#### SHORT EXERCISE A
Can you reproduce the passage below on sensory evaluation of cherry blossom tea, everything from "The appearance of" down to "subjected to evaluation.", word for word?

#### PAGE EXCERPT
□ □ □ □ □ □ □
The appearance of fresh and dried petals was subjectively evaluated by trained assessors, referencing the tea sensory evaluation standards of China (GB/T 23776-2018 [28]). Tea infusions prepared from dried cherry blossoms were evaluated at 10 min intervals, during which the assessors rinsed their mouths with purified water. The evaluation process was adapted from the fuzzy mathematical sensory evaluation method [29]. The teas were differentiated based on drying techniques and subjected to evaluation.

For the evaluation, a factor set was established comprising taste, flavor, color, and leaf base of the tea infusions. The assessors rated these factors on a grade set (V), which consisted of four levels: excellent (V₁), very good (V₂), good (V₃), and inferior (V₄). The evaluation adhered to the tea sensory evaluation standards of China (GB/T 23776-2018). Using personal observations and experiences, the assessors subsequently established a weight set (W). Subsequently, the proportion of votes for each factor in each grade was calculated relative to the total number of assessors. These proportions were then converted into approval ratios. By synthesizing these ratios, fuzzy evaluation matrices R₁–R₇ were obtained for samples differentiated by drying techniques HAD, IHAD, CID, RHD, PVD, MVD, and VFD, respectively, as follows:

$$R_1=\left[\begin{array}{cccc}0.2& 0.3& 0.4& 0.1\\ 0.1& 0.1& 0.4& 0.4\\ 0.2& 0.3& 0.1& 0.4\\ 0.3& 0.2& 0.2& 0.3\end{array}\right] R_2=\left[\begin{array}{cccc}0.4& 0.4& 0.2& 0.0\\ 0.3& 0.3& 0.3& 0.1\\ 0.3& 0.4& 0.3& 0.0\\ 0.3& 0.3& 0.4& 0.0\end{array}\right]$$

$$R_3=\left[\begin{array}{cccc}0.4& 0.4& 0.2& 0.0\\ 0.4& 0.4& 0.1& 0.1\\ 0.5& 0.1& 0.3& 0.1\\ 0.6& 0.3& 0.1& 0.0\end{array}\right]R_4=\left[\begin{array}{cccc}0.5& 0.4& 0.1& 0.0\\ 0.4& 0.5& 0.1& 0.0\\ 0.6& 0.2& 0.2& 0.0\\ 0.7& 0.2& 0.1& 0.0\end{array}\right]$$

$$R_5=\left[\begin{array}{cccc}0.6& 0.4& 0.0& 0.0\\ 0.6& 0.4& 0.0& 0.0\\ 0.7& 0.1& 0.2& 0.0\\ 0.8& 0.2& 0.0& 0.0\end{array}\right]R_6=\left[\begin{array}{cccc}0.7& 0.3& 0.0& 0.0\\ 0.6& 0.4& 0.0& 0.0\\ 0.7& 0.2& 0.1& 0.0\\ 0.8& 0.2& 0.0& 0.0\end{array}\right]$$

$$R_7=\left[\begin{array}{cccc}0.8& 0.2& 0.0& 0.0\\ 0.7& 0.3& 0.0& 0.0\\ 0.8& 0.2& 0.0& 0.0\\ 0.9& 0.1& 0.0& 0.0\end{array}\right]$$

The fuzzy evaluation matrices were transformed into a comprehensive evaluation set (Y) using the following Equation (3):

$$Y=\mathrm{W}\times R$$

(3)
□ □ □ □ □ □ □
#### SHORT EXERCISE B
In the rows below, could you replace "dome roof" with "domed roof" in everything from the line containing "Query: flag on pole" down to the last row, keeping everything else the same? Return only those lines.

#### INPUT ROWS
□ □ □ □ □ □ □
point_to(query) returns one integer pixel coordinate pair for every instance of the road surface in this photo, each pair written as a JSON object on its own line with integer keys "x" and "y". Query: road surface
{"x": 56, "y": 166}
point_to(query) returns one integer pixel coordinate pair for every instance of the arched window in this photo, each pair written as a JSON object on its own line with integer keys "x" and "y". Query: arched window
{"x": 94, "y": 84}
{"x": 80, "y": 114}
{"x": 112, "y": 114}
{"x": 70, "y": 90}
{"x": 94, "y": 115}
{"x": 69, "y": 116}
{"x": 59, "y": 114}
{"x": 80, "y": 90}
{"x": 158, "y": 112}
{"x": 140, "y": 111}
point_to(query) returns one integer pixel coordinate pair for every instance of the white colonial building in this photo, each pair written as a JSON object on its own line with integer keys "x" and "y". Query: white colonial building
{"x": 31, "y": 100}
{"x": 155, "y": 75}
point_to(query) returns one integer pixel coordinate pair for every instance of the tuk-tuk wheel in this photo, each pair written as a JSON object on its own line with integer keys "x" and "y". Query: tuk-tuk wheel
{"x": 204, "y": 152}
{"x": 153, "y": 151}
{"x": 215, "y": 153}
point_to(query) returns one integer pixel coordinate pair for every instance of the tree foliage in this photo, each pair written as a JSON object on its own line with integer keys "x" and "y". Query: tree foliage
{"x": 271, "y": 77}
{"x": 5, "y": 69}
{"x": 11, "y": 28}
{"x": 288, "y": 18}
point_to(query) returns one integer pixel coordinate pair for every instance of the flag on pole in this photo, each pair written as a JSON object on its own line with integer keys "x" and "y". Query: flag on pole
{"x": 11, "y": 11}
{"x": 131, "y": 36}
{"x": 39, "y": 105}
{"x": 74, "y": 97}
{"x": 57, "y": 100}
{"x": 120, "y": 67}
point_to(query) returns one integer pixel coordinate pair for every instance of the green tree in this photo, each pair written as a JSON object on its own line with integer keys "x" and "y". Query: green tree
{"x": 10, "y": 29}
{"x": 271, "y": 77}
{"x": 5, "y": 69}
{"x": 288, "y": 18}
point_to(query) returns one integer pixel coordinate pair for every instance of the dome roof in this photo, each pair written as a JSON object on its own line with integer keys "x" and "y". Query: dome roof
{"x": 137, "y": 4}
□ □ □ □ □ □ □
#### COMPLETE OUTPUT A
The appearance of fresh and dried petals was subjectively evaluated by trained assessors, referencing the tea sensory evaluation standards of China (GB/T 23776-2018 [28]). Tea infusions prepared from dried cherry blossoms were evaluated at 10 min intervals, during which the assessors rinsed their mouths with purified water. The evaluation process was adapted from the fuzzy mathematical sensory evaluation method [29]. The teas were differentiated based on drying techniques and subjected to evaluation.

#### COMPLETE OUTPUT B
point_to(query) returns one integer pixel coordinate pair for every instance of the flag on pole in this photo, each pair written as a JSON object on its own line with integer keys "x" and "y". Query: flag on pole
{"x": 11, "y": 11}
{"x": 131, "y": 36}
{"x": 39, "y": 105}
{"x": 74, "y": 97}
{"x": 57, "y": 100}
{"x": 120, "y": 67}
point_to(query) returns one integer pixel coordinate pair for every instance of the green tree in this photo, each pair written as a JSON object on its own line with integer keys "x" and "y". Query: green tree
{"x": 10, "y": 29}
{"x": 271, "y": 77}
{"x": 5, "y": 69}
{"x": 288, "y": 18}
point_to(query) returns one integer pixel coordinate pair for every instance of the domed roof in this photo, each pair written as a JSON object on its own line with integer keys "x" and "y". Query: domed roof
{"x": 137, "y": 4}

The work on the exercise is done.